- [Required work]
Report every line below that holds the word "crowdstrike".

- [Data to use]
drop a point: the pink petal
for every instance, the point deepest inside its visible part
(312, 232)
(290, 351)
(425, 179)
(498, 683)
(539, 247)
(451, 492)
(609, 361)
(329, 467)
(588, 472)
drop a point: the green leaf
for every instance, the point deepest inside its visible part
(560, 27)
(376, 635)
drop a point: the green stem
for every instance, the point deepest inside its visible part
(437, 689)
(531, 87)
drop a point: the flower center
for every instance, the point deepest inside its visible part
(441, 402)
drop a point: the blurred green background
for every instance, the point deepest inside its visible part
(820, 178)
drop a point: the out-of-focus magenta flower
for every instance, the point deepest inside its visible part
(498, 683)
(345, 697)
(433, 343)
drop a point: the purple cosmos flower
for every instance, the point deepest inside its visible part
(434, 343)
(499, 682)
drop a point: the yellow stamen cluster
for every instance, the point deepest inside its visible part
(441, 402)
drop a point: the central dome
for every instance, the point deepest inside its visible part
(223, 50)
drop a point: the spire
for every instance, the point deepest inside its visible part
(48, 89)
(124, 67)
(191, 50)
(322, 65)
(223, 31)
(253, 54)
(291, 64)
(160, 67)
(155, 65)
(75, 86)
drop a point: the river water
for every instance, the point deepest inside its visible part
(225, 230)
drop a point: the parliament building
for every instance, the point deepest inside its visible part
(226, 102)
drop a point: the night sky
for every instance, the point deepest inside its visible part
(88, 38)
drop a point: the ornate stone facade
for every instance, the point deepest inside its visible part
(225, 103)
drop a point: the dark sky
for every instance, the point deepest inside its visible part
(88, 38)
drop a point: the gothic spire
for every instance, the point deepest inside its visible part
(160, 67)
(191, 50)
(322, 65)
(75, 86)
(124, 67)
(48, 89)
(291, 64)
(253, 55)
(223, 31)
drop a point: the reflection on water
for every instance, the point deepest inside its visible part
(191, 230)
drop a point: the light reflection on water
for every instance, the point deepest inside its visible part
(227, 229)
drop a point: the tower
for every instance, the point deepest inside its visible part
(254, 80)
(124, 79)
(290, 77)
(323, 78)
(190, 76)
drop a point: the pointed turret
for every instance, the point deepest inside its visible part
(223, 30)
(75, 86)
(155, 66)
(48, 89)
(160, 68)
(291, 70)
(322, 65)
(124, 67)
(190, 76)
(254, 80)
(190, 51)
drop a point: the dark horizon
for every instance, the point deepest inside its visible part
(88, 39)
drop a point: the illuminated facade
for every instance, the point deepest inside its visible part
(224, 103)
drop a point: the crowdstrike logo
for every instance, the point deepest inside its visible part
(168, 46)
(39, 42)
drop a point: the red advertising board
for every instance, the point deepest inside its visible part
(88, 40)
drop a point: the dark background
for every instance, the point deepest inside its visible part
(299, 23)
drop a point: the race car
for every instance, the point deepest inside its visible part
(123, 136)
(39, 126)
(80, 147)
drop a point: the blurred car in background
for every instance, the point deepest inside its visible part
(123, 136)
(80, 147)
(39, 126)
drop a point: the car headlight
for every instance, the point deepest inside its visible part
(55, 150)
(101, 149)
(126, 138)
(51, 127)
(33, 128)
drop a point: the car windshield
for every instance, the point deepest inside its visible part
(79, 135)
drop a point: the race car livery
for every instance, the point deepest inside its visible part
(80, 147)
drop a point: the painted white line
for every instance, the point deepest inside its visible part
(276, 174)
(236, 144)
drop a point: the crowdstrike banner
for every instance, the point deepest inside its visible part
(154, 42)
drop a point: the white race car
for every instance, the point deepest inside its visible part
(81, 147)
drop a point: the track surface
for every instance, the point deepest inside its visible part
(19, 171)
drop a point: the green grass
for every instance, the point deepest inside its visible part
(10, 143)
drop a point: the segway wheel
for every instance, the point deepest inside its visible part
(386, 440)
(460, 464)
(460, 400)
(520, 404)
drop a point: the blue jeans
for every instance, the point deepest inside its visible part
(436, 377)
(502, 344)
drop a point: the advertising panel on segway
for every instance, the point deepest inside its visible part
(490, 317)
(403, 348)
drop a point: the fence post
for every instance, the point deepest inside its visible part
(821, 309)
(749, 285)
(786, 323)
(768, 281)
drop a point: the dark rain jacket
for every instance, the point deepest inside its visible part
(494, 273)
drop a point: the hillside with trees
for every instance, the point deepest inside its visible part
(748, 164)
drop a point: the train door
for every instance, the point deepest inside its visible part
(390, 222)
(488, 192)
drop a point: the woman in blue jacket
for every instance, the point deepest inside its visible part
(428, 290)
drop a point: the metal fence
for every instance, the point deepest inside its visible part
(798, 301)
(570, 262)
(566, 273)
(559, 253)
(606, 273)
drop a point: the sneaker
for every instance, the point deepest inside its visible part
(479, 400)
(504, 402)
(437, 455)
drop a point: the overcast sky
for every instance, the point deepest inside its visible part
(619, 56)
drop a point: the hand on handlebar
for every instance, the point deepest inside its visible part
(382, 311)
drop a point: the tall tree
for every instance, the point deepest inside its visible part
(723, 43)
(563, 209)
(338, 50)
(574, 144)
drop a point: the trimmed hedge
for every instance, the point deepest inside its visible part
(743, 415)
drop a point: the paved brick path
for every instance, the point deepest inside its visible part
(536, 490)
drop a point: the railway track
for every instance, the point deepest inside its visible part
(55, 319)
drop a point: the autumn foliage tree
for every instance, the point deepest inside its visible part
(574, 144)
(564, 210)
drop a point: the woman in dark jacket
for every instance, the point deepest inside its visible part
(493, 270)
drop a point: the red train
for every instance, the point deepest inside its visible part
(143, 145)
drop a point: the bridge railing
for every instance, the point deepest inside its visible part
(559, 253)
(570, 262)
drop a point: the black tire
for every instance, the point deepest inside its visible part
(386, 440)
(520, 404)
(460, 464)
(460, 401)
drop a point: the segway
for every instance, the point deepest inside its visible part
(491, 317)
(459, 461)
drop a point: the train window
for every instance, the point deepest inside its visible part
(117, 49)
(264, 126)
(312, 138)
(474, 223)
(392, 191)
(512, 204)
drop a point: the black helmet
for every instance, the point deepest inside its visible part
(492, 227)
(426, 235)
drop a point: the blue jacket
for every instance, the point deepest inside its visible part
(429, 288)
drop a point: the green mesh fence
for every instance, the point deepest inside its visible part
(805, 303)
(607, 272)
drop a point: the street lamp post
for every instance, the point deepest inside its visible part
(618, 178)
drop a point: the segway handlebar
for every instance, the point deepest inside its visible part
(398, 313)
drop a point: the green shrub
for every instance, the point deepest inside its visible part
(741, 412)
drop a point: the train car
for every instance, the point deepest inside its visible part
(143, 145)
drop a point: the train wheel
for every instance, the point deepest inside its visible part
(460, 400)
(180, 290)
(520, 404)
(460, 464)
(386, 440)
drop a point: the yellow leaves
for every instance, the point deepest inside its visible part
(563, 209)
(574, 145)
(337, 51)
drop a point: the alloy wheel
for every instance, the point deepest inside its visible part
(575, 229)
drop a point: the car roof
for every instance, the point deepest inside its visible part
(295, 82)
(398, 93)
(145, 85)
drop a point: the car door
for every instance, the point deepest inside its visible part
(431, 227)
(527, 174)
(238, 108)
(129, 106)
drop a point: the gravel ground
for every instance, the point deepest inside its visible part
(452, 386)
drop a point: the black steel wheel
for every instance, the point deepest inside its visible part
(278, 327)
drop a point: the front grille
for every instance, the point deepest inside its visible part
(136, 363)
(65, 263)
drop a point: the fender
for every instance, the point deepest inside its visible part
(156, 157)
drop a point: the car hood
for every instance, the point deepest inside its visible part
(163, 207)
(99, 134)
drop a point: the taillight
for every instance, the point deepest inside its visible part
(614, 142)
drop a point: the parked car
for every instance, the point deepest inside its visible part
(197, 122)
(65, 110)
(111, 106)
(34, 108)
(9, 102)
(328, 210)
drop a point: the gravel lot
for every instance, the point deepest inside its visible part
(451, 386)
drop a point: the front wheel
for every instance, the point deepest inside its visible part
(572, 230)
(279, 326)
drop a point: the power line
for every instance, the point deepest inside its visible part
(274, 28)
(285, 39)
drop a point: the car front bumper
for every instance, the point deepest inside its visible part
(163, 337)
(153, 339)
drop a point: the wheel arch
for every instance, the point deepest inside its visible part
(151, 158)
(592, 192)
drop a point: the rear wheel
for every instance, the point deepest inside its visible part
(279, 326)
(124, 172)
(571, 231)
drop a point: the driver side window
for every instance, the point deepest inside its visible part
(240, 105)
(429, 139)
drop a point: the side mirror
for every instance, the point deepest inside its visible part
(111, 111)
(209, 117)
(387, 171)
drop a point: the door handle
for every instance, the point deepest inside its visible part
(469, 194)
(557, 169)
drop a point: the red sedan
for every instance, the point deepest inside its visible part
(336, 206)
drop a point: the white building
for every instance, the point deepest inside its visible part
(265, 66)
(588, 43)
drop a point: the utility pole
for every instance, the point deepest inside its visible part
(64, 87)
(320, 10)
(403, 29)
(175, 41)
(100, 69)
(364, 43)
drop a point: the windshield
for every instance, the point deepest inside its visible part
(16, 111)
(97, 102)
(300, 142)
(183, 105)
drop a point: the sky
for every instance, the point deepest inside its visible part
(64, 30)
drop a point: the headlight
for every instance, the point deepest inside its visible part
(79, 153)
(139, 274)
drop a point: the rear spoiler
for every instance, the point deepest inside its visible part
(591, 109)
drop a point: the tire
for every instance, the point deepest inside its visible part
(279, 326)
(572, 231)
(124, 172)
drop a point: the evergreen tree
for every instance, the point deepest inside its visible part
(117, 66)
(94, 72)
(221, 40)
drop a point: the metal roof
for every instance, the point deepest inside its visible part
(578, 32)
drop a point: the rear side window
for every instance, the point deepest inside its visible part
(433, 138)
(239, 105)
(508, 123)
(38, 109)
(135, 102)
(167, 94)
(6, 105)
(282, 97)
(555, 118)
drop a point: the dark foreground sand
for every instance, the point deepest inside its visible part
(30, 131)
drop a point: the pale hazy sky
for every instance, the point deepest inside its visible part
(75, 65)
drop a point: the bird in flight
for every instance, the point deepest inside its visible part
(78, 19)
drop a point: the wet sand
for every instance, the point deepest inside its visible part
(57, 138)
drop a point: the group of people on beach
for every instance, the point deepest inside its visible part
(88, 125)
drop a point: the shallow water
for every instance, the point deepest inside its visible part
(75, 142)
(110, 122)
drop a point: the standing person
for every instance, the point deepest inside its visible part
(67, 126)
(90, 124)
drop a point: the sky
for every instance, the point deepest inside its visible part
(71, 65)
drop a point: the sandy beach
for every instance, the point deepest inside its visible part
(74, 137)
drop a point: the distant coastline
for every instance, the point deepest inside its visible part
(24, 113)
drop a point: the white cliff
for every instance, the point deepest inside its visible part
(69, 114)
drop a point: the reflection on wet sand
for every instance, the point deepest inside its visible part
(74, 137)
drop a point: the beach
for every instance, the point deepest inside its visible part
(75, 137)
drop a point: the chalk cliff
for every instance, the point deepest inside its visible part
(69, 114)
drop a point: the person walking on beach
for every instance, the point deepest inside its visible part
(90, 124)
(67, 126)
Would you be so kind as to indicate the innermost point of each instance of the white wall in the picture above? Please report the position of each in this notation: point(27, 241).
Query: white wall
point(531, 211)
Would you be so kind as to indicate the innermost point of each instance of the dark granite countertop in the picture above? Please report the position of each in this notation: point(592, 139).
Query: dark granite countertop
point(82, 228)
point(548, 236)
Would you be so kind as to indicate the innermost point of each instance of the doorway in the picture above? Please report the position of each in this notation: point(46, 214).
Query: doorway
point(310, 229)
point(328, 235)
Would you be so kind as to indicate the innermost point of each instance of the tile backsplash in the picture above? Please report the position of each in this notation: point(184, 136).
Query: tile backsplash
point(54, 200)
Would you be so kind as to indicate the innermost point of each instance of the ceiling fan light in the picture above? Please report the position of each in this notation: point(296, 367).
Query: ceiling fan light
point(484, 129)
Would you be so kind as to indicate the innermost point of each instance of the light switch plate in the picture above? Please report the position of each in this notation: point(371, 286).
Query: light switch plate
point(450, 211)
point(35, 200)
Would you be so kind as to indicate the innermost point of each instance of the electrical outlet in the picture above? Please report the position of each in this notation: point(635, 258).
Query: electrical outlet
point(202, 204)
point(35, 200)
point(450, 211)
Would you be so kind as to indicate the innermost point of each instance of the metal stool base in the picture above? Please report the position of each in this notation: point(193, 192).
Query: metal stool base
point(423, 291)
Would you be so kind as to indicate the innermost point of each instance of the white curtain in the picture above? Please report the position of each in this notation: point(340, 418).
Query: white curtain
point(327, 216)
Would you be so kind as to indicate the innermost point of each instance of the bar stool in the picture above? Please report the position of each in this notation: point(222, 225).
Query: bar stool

- [Exercise output]
drop a point: the crowdstrike logo
drop a point: the crowdstrike banner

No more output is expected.